MBQ and Rory M have already given decent answers on the "hows" of how the vaccine memory is formed. Now, for some twists:
There are three (general) types of vaccine, all of which are meant to make your body "think" its being infected and provoke an immune response, while at the same time not causing active infection. They are:
- Live attenuated. These vaccines are made up of living pathogens that have, through a variety of methods, been rendered essentially harmless. Never the less, they are infecting you. It's a bit like getting into a shootout with people carrying Nerf guns. Good news is, the bullets are foam, but they're still shooting you. The advantages to these vaccines are that, generally speaking, they were easier to make, and because you are infected, you can shed the pathogen back into the environment, spreading the vaccine around a bit. The disadvantage? Sometimes the pathogens de-attenuate, and cause disease.
- Killed. Dead pathogen - your body responds to the presence of foreign antigens, develops an immune memory, and that's that. You gain safety, but lose the secondary spread of vaccinating attenuated pathogens.
- Virus-Like Particles. This is the sexy new class of vaccines, that is both dead and… not real. Synthetically produced, these vaccines (like the HPV vaccine) are both harmless and provoke an immune response, and can be customized - they can have antigens to different strains, etc. that you can't do just with attenuating or killing pathogens in the wild. They're awesome, and brilliant, and expensive as hell to develop and produce.

> [Record set]:
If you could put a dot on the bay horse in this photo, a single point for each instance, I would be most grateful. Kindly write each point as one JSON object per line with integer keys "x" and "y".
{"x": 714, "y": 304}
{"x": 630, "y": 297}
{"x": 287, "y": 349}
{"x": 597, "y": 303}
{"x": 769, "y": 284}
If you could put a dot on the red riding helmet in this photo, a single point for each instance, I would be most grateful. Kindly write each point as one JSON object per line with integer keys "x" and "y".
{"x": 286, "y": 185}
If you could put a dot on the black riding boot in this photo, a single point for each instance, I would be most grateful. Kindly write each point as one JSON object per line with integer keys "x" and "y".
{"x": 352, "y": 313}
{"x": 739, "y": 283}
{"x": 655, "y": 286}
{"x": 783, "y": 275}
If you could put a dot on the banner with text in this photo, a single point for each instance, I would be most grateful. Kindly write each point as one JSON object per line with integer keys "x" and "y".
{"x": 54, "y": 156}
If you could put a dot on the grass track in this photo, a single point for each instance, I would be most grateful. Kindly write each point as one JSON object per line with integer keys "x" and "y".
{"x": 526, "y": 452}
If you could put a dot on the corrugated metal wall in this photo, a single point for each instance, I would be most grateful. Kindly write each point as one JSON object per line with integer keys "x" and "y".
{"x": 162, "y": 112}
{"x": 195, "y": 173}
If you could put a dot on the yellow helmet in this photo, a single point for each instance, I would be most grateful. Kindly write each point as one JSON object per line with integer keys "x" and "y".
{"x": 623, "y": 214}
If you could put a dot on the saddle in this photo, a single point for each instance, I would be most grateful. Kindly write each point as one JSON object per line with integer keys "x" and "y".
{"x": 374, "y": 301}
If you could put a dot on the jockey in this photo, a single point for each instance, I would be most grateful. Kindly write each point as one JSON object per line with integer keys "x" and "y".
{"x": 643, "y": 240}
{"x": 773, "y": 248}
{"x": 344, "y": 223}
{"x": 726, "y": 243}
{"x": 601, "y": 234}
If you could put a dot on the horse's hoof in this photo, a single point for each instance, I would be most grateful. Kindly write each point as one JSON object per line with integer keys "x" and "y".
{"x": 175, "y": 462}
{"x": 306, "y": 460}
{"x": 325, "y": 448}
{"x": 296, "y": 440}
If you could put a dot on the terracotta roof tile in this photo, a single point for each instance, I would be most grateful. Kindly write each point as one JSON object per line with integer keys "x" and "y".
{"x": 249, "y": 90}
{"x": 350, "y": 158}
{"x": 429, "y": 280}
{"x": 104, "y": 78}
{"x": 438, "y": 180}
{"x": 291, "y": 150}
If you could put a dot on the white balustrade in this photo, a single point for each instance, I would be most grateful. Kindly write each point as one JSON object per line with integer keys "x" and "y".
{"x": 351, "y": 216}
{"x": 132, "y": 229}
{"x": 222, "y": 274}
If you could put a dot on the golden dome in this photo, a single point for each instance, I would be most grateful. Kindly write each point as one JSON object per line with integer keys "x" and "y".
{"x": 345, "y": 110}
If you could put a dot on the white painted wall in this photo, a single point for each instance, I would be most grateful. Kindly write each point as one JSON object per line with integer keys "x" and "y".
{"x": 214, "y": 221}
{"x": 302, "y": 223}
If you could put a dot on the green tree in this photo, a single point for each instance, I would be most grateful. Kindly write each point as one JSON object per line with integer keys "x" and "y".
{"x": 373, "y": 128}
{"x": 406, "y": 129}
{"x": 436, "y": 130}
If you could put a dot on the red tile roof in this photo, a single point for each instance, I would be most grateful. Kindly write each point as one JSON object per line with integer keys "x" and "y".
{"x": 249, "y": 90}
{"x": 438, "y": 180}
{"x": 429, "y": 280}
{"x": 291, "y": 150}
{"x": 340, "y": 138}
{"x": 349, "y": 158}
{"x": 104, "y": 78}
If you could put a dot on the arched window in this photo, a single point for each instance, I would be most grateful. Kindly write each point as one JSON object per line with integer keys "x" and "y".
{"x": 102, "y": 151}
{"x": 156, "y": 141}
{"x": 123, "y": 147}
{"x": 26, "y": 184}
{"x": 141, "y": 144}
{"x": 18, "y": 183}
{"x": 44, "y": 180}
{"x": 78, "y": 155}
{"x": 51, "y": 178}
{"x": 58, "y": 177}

> [Required work]:
a) Summarize the passage on vaccine types in two sentences.
b) Resume the passage on vaccine types, continuing from its final sentence.
The rows have no connection to the passage on vaccine types.

> [Responses by task]:
a) The passage describes three general types of vaccine, all meant to provoke an immune response without causing active infection: live attenuated, killed, and virus-like particles. Live attenuated vaccines are easier to make and can spread to others but sometimes de-attenuate and cause disease, killed vaccines are safer but lose that secondary spread, and virus-like particles are synthetic, harmless, and customizable but very expensive to develop and produce.

b)
Once your body "learns" from the vaccine, how well it retains that memory also may vary. Some vaccines provoke a strong immune response, and the pathogen they target is genetically stable enough that you're pretty much set for life. Others, like the chicken pox vaccine, wane over time as your body isn't challenged by new exposures to the pathogen, and needs to be "reupped" now and again by giving you another dose of the vaccine, known as a booster. For some vaccines where your vaccine-triggered immunity may wane over time, we might not bother with a booster because you're now old enough that you're out of danger. The HPV vaccine comes to mind again - we're not sure you're immune for life, but if we can make sure you're immune until say, 65 or 70, it doesn't really matter, because it will take years for cervical cancer from an HPV infection to develop anyway.
Still others target diseases that mutate rapidly enough that your body's memory doesn't last long. The yearly flu vaccine is an example of this. A year after you get your vaccine, you body may "remember" the previous year's strain well enough to fight it off, but that's not the strain of influenza going around that year. This is also a problem for the hypothetical development of an HIV vaccine.
In short, some of the B-cells (antibody producing lymphocytes) specified to deal with this agent go dormant after the vaccine stimulation -- when the real danger comes, they can proliferate quickly and flood it with new antibodies, also alerting the rest of the immune system.
If you want a shorter version, but with some key terminology in there, here you go: When the body is exposed to an antigen (a substance that stimulates an immune response), antigen-presenting cells (e.g. macrophages) engulf them and present them on the surface of their cell membrane. Then, T cells bind to it and in short, they eventually get activated. Then activated T cells activate B cells, which then divide by mitosis to form a clone with plasma cells and memory cells. Remember, these plasma cells are specific to that antigen. The memory cells are the one that causes a quicker secondary immune response as it recognises the antigen when the body is exposed to it again and causes a greater number and faster production of antibodies.